Pointing dataset excerpts
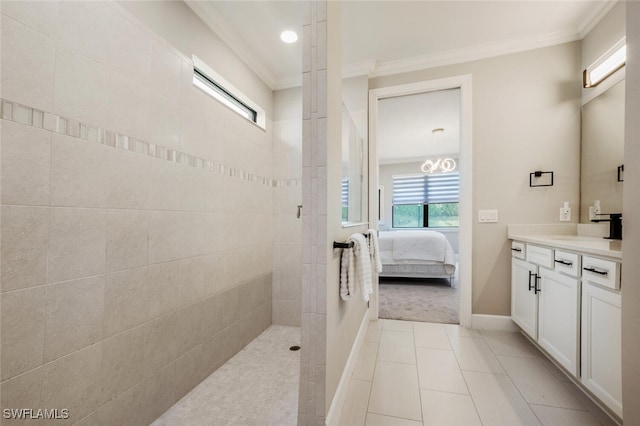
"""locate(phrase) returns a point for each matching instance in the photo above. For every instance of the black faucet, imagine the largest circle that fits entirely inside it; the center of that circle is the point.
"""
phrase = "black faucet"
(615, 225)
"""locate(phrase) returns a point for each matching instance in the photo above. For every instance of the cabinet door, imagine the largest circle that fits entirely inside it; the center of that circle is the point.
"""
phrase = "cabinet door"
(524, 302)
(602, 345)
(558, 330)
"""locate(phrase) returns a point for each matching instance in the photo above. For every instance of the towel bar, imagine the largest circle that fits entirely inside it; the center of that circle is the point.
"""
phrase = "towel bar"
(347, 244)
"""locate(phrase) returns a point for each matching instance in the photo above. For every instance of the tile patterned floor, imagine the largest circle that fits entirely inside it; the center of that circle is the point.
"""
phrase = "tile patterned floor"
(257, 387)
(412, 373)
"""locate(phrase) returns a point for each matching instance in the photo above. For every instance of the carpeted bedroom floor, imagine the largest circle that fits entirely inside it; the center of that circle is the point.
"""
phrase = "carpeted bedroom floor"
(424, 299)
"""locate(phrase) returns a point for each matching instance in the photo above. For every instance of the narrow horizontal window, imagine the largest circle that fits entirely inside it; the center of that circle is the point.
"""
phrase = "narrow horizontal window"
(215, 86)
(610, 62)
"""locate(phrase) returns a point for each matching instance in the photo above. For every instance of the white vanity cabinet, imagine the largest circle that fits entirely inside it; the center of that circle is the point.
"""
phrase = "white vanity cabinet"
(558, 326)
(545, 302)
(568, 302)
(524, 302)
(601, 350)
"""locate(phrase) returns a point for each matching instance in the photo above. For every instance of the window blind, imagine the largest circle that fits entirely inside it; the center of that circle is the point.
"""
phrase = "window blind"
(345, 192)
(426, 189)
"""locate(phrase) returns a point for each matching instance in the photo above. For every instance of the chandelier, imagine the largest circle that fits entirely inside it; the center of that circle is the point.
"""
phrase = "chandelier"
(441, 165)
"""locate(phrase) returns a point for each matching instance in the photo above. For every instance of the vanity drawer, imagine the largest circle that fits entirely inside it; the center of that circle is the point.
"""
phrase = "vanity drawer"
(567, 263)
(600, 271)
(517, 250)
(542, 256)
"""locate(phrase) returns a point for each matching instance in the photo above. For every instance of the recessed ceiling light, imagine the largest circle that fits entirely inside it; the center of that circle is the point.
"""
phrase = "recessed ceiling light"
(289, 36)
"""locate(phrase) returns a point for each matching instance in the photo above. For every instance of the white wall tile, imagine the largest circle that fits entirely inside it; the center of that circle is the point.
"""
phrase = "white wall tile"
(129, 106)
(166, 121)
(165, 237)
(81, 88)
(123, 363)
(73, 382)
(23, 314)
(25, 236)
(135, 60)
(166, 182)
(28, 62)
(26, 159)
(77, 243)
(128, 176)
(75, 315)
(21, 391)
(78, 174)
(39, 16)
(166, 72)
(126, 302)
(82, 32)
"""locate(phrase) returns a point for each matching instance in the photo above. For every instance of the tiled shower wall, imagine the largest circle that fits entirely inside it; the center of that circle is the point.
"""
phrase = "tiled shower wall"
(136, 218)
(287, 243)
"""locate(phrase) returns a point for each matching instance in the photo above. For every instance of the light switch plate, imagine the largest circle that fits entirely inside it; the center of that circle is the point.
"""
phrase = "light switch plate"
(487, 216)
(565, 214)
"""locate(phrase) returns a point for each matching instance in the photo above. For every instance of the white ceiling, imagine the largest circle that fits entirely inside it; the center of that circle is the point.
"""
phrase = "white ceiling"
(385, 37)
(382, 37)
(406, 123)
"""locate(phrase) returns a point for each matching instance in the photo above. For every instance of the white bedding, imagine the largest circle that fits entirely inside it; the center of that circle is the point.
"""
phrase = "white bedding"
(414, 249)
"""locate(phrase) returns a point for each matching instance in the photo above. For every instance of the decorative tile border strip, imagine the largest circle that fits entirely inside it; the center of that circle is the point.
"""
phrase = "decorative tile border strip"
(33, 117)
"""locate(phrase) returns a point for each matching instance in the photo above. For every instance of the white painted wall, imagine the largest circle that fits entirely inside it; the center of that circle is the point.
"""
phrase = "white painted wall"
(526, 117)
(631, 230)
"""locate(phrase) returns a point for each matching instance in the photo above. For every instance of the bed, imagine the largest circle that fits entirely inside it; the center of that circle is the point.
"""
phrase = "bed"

What to do >>
Reproduce the material starting at the line that contains "the white painted" and ending at the end of the material, including the request text. Adjust every point coordinate in it by -44.

Response below >>
"""locate(phrase) returns a point for each matching instance in the photo above. For every instance of the white painted wall, imagine the largest circle that fits entirely inside it; the center of that circle is the point.
"""
phrase = "white painted wall"
(482, 73)
(587, 186)
"""locate(phrase) returns a point for each matching instance in the photo above. For every instance of the bed, imagine the largest circle that fits entirely inside it; the center of that circle is the point.
"""
phrase = "bed"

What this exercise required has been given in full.